● **EXERCISE TEXT**:
*** Block opens ***

The pandemic has created financial worries for everyone, but in particular for those who have lost their job. TTG speaks to a psychiatrist for coping advice
With the worries that travel professionals who have lost their jobs are facing, it can be difficult to stay positive and find ways to cope on a-day to-day basis.
Experts agree that people who lose their job experience some of the same feelings and stresses that you would if you were seriously injured, going through a divorce, or mourning the loss of a loved one, says Doctor Andrew Iles, consultant psychiatrist at Priory’s Oxford Wellbeing Centre.
“Knowing that we have a stable income and have our finances in a healthy state is important for general wellbeing. Few people can tolerate strains on their financial position without feeling worry or concern,” he says.
“Feeling secure and well-provided for is a basic human need and anything which seeks to undermine that is likely to cause us to feel worried, depressed and fearful.”
Losing a job can be especially tough because many people describe their job or career as a vocation which provides structure, job satisfaction and self-fulfillment.
“Jobs make us feel that we have purpose. For those of us who have children, it is one way we perform our duty of being a role model. Losing one’s job can lead to feelings of embarrassment and shame, or the fear that other people might see us as unsuccessful,” adds Iles.
It is unhelpful in the long run to ignore the effects that losing a job will have on both your daily life and your family. “This is the point at which you should be compassionate with yourself. Always allow others to support you in whatever way they can,” advises Iles.
The first important step is to take a short amount of time to process the situation and make sure that you take care of yourself during this period.

*** Block closes ***

● **STORED DATA**:
*** Block opens ***

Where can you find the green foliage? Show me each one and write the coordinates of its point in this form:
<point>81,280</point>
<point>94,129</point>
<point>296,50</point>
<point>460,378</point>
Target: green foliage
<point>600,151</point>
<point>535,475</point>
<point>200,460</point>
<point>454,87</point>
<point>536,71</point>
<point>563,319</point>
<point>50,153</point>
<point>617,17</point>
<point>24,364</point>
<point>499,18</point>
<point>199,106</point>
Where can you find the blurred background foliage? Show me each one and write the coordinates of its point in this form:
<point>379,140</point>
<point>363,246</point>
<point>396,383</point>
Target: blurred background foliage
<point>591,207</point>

*** Block closes ***

● **EXERCISE**:
Pick up the article on coping with job loss after its last sentence and continue it.

● **EXERCISE OUTPUT**:
Try not to take the loss of your job personally and remember that there are many factors outside of your control which may have led to your job loss, says Iles. “In current times, remember that it may not have been financially viable for your job role to be retained. It is not about your work or your productivity, but about the job role and ongoing viability for someone in that position.”
Once you have been able to process what has happened, getting enough sleep is vital to wellbeing. “It may be difficult to do, but try to use [meditation] apps that might help like Headspace and Calm.”
Taking small but practical steps is key during a job hunt and can involve tasks including updating your CV, reaching out to all your contacts in other organisations, volunteering or taking any part-time work.
Make sure you use any help on offer to you, for example any retraining package or one-on-one coaching that might help you transition between jobs, adds Iles. “Ask friends to mention to their friends, potentially via sites like LinkedIn, that you are looking for work and come highly recommended.”
Try to keep days and evenings separate, as you would if you were working and build a routine to break up the hours and give a sense of order.
“When we have structure, we know what the parameters and the rules are, and that decreases a sense of not knowing, which then decreases anxiety,” says Iles.
Limiting the amount of time spent reading or watching the news can lower exposure to information that triggers stress levels. Iles explains: “Those who find themselves watching multiple reports of the same stories are likely to benefit the most from self-censorship.”
Walks and any other exercise which gets you out of the house and soaking up daylight can be highly beneficial in boosting mood. Getting into bad habits such as drinking more alcohol should be avoided as this might bring temporary relief but is likely to turn into additional problems further down the line, says Iles.
Most importantly, be kind to yourself, says Iles. “Struggling with uncertainty is difficult so lower your standards for yourself, and recognise the small moments of achievement when you show resilience or strength.”